题目说明: 修改下列各行，把其中的“distant building”一律换成“nearby building”，其余内容保持原样。

所给材料:
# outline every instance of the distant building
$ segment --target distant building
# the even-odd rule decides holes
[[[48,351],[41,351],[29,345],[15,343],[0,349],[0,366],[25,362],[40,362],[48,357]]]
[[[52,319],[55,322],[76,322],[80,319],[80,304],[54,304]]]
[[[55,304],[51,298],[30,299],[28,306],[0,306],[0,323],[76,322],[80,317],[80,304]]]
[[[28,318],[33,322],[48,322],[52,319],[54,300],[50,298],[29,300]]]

参考答案:
# outline every instance of the nearby building
$ segment --target nearby building
# the even-odd rule decides holes
[[[48,351],[41,351],[29,345],[15,343],[0,349],[0,366],[25,362],[40,362],[48,357]]]
[[[52,319],[55,322],[76,322],[80,319],[80,304],[54,304]]]
[[[55,304],[51,298],[30,299],[28,306],[0,306],[0,323],[76,322],[80,317],[80,304]]]
[[[28,318],[33,322],[48,322],[52,319],[54,300],[50,298],[29,300]]]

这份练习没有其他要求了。